-- AVAILABLE RECORDS --

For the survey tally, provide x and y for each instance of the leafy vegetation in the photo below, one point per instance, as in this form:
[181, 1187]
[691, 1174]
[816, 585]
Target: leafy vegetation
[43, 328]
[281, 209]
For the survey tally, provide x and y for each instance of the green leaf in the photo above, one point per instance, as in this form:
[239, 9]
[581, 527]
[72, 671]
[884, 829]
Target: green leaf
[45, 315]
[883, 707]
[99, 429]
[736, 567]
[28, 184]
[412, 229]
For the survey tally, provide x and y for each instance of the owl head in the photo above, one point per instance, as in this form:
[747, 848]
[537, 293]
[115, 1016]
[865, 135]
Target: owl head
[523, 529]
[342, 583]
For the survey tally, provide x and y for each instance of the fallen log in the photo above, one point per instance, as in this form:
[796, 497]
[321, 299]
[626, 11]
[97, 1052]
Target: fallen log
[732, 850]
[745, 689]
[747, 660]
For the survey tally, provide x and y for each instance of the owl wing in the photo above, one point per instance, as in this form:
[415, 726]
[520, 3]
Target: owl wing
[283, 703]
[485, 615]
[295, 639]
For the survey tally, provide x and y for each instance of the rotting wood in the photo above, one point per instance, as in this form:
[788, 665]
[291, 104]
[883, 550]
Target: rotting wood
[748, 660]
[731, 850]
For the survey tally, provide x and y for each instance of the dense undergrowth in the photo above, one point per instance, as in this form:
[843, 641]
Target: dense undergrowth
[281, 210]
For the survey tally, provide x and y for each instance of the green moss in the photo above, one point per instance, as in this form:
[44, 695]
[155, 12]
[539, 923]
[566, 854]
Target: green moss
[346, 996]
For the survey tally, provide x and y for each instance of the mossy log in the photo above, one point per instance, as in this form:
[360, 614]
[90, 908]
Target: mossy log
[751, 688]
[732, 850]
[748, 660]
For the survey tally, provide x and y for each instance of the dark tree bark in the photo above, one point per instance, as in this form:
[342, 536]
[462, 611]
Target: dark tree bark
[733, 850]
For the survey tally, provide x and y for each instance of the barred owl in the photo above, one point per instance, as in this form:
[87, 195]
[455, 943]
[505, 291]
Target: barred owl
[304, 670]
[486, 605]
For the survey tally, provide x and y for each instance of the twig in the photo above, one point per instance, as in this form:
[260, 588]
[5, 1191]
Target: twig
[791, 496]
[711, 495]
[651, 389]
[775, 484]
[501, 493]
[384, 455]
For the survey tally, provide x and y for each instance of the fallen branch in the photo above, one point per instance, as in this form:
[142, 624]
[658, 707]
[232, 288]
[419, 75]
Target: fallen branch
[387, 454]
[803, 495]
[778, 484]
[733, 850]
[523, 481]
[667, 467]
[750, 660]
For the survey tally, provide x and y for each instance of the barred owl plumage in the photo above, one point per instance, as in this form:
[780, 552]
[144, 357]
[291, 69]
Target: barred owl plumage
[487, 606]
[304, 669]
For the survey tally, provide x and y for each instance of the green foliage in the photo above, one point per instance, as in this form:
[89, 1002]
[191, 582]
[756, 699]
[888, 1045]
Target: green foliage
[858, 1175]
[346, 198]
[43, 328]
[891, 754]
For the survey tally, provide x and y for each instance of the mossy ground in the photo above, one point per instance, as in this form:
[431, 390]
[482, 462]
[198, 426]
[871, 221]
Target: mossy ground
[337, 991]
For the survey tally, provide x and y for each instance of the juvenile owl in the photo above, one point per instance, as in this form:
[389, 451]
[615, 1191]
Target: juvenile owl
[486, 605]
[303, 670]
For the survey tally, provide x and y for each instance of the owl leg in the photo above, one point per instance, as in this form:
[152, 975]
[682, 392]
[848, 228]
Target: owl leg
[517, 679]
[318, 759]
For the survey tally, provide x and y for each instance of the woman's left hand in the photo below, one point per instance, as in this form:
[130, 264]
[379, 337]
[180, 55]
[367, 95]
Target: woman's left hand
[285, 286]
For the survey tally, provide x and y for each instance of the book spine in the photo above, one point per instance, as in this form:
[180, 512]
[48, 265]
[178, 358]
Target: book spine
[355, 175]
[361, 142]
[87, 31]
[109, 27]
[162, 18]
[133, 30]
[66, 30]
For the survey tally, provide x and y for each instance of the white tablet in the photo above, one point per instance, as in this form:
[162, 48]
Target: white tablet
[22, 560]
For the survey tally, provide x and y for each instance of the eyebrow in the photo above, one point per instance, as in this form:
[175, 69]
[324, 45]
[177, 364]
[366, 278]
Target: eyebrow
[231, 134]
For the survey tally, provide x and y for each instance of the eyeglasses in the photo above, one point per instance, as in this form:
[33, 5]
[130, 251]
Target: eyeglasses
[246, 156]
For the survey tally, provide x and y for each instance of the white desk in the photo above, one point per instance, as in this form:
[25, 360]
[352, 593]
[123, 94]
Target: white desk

-- GOAL --
Retype every one of the rows above character for character, changing nothing.

-- SOLVED PROBLEM --
For the survey tally, provide x and y for each instance of the leafy vegetation in the photo below, one point per instance, as in this form:
[181, 1187]
[691, 1174]
[816, 585]
Target: leafy vegetation
[43, 328]
[281, 209]
For the survey tally, provide x and y for each instance of the green leaf in the photo above, one point per instance, as in this form:
[239, 9]
[581, 527]
[72, 671]
[884, 829]
Target: green leaf
[45, 315]
[883, 707]
[99, 429]
[736, 567]
[28, 184]
[412, 229]
For the survey tally, provide x and y for each instance of the owl head in the photo above, one point per instance, as in this form:
[747, 848]
[537, 293]
[115, 1016]
[865, 135]
Target: owl head
[523, 529]
[342, 583]
For the survey tally, provide x and y for each instance of the fallen log in the photo above, one point per instance, as in this form:
[796, 497]
[321, 299]
[626, 11]
[97, 1052]
Target: fallen log
[732, 850]
[745, 689]
[747, 660]
For the survey tally, provide x and y for each instance of the owl wing in the photo above, one point per instance, as in this form:
[415, 726]
[520, 3]
Target: owl wing
[283, 703]
[485, 615]
[295, 639]
For the survey tally, provide x and y for each instance of the rotting wood in the photo above, one point per instance, as in this form:
[788, 665]
[291, 104]
[883, 550]
Target: rotting wood
[748, 660]
[731, 850]
For the survey tally, provide x and y for each instance of the dense undergrowth in the photo above, one point per instance, as in this form:
[843, 641]
Target: dense undergrowth
[281, 210]
For the survey tally, provide x and y for each instance of the green moss in the photo above, one point per instance, as in this form:
[44, 695]
[155, 12]
[539, 923]
[566, 854]
Target: green moss
[346, 996]
For the survey tally, provide x and y for each instance of the mossy log in the photo above, one point per instance, as in this form:
[360, 614]
[90, 908]
Target: mossy log
[751, 688]
[732, 850]
[748, 660]
For the survey tally, provide x and y for each instance of the dark tree bark in the photo above, one point per instance, as in this form:
[342, 536]
[462, 611]
Target: dark tree bark
[733, 850]
For the survey tally, provide x and y for each instance of the barred owl in the photo above, one point per instance, as in this form:
[87, 195]
[455, 943]
[505, 291]
Target: barred owl
[304, 670]
[486, 605]
For the survey tally, provide x and y for each instance of the twig in the photo above, one point per instance, as in this form:
[260, 588]
[5, 1191]
Target: twig
[791, 496]
[711, 495]
[651, 389]
[775, 484]
[501, 493]
[384, 455]
For the survey tally, provide x and y for each instance of the fallen branch in the photo above, one point per instance, as in this form:
[142, 624]
[658, 707]
[232, 288]
[419, 75]
Target: fallen branch
[387, 454]
[803, 495]
[778, 484]
[733, 850]
[523, 481]
[667, 467]
[750, 660]
For the survey tally, provide x and y for each instance of the barred owl plumage in the photo above, one point per instance, as in this form:
[780, 552]
[144, 357]
[291, 69]
Target: barred owl plumage
[487, 606]
[304, 669]
For the survey tally, provide x and y for each instance of the green foliage in the photo above, one point per instance, as in this form:
[89, 1002]
[191, 582]
[756, 699]
[888, 1045]
Target: green foliage
[858, 1175]
[346, 198]
[43, 328]
[891, 754]
For the survey tally, provide x and y for each instance of the mossy ground in the photo above, one point per instance, as in this form:
[431, 390]
[482, 462]
[198, 426]
[871, 221]
Target: mossy ground
[337, 991]
For the survey tally, provide x and y for each instance of the juvenile owl in the photo above, one point per instance, as in this form:
[389, 451]
[615, 1191]
Target: juvenile owl
[486, 605]
[303, 670]
For the survey tally, provide x and y for each instance of the owl leg in the photo above, one point per instance, as in this form:
[152, 975]
[682, 392]
[848, 228]
Target: owl leg
[517, 679]
[318, 759]
For the survey tally, provide x and y for each instance of the woman's left hand in the photo below, one point per instance, as in this form:
[130, 264]
[379, 337]
[180, 55]
[367, 95]
Target: woman's left hand
[285, 286]
For the survey tally, provide x and y for each instance of the book spine in the photo above, one point per instance, as in this form:
[180, 512]
[48, 265]
[178, 358]
Target: book spine
[355, 175]
[361, 142]
[87, 31]
[109, 27]
[162, 18]
[133, 30]
[66, 30]
For the survey tally, provide x and y for each instance of the white tablet in the photo above, one point per instance, as in this form:
[162, 48]
Target: white tablet
[22, 560]
For the survey tally, provide x and y for each instance of the eyebrow in the photo above, one point per instance, as in this form:
[175, 69]
[324, 45]
[177, 364]
[366, 278]
Target: eyebrow
[231, 134]
For the survey tally, provide x and y for each instance of the eyeglasses in the photo above, one point per instance, as in this form:
[33, 5]
[130, 251]
Target: eyeglasses
[246, 156]
For the survey tally, provide x and y for each instance of the white desk in the photo above, one point per instance, as in this form:
[25, 360]
[352, 593]
[123, 94]
Target: white desk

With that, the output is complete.